[The problem] Please output exactly the lines from the one containing "Indicate the green yard" through the last line of the records, both included.

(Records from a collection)
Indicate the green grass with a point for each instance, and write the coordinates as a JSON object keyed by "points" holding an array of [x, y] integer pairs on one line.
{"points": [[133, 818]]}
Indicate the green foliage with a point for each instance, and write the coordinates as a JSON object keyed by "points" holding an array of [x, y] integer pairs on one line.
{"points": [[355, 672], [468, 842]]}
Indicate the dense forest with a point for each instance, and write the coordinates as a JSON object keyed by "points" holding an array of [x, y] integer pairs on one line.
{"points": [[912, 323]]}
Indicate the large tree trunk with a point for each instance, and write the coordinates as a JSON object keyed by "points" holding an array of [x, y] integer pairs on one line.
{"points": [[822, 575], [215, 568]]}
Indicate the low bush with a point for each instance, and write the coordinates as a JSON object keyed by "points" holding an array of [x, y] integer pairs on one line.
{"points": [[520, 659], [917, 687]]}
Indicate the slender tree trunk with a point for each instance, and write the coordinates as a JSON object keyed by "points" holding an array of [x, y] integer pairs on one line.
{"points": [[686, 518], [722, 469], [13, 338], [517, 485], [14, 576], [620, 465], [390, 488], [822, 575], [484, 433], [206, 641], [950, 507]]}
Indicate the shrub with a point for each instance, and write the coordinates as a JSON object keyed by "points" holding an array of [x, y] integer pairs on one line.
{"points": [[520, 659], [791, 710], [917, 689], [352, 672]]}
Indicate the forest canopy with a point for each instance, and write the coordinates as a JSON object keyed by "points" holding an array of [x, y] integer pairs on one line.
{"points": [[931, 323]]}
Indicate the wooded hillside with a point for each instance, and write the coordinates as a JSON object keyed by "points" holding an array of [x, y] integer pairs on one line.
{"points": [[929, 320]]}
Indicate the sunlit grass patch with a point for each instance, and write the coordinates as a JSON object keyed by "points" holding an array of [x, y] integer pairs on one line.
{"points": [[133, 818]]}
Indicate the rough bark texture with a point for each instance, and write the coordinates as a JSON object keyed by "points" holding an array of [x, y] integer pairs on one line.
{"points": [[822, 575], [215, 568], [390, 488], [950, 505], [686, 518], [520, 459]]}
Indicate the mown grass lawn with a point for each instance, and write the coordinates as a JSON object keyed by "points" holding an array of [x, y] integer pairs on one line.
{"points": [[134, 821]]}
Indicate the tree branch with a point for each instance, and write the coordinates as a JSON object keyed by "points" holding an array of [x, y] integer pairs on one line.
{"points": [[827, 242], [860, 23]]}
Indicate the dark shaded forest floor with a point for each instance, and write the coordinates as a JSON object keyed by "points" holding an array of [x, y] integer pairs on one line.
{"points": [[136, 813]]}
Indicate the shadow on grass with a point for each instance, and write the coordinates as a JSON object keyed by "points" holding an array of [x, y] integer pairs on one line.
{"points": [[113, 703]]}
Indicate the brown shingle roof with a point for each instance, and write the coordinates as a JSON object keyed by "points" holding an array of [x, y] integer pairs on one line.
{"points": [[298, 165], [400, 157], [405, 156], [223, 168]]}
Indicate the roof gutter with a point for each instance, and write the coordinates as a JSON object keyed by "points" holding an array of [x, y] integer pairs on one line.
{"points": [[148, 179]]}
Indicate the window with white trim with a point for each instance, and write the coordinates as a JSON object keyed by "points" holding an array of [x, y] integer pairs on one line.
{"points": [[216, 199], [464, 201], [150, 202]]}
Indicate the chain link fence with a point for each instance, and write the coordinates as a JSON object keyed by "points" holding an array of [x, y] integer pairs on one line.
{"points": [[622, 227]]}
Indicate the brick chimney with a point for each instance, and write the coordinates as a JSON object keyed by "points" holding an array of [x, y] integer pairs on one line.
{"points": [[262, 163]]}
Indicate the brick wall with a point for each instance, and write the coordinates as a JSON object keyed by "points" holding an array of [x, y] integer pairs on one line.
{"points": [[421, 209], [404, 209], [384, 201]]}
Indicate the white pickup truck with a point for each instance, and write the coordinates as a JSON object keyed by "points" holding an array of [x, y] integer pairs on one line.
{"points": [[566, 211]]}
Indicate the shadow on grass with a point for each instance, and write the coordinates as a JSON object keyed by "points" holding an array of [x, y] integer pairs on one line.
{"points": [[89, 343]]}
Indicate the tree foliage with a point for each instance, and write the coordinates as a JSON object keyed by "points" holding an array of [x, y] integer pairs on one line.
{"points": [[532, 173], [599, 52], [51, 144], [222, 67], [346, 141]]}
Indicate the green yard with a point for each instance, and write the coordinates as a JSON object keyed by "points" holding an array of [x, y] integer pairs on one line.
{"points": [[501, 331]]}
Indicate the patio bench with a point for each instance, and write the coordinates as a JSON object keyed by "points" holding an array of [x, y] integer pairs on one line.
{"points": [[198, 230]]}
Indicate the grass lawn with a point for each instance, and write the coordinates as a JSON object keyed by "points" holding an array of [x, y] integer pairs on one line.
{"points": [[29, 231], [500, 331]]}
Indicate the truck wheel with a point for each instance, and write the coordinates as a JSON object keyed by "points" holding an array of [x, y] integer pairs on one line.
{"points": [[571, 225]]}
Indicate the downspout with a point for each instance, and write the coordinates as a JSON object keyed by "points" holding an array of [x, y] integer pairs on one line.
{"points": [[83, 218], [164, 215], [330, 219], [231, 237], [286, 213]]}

[Answer space]
Indicate the green yard with a point for each instance, and write the coordinates as a JSON object keyed by "points" holding an array of [x, y] integer pairs on one line.
{"points": [[501, 331]]}
Indicate the patio bench with a point for each instance, and write the coordinates as a JSON object keyed by "points" holding an array of [x, y] integer pairs on one line.
{"points": [[198, 230]]}
Indicate the grass lawn with a point for each instance, and write the coordinates as a JSON object keyed by "points" holding an array of [x, y] integer pairs on one line.
{"points": [[29, 231], [500, 331]]}
Indicate the truck wheel with a point for each instance, and write the coordinates as a JSON object keyed by "points" holding an array of [x, y] integer pairs on one line.
{"points": [[571, 225]]}
Indicate the downspout with a point for each instance, and write the coordinates as a JSON object keyed by "points" holding an array of [x, y] integer pairs on one line.
{"points": [[83, 218], [164, 215], [330, 219], [231, 237], [286, 213]]}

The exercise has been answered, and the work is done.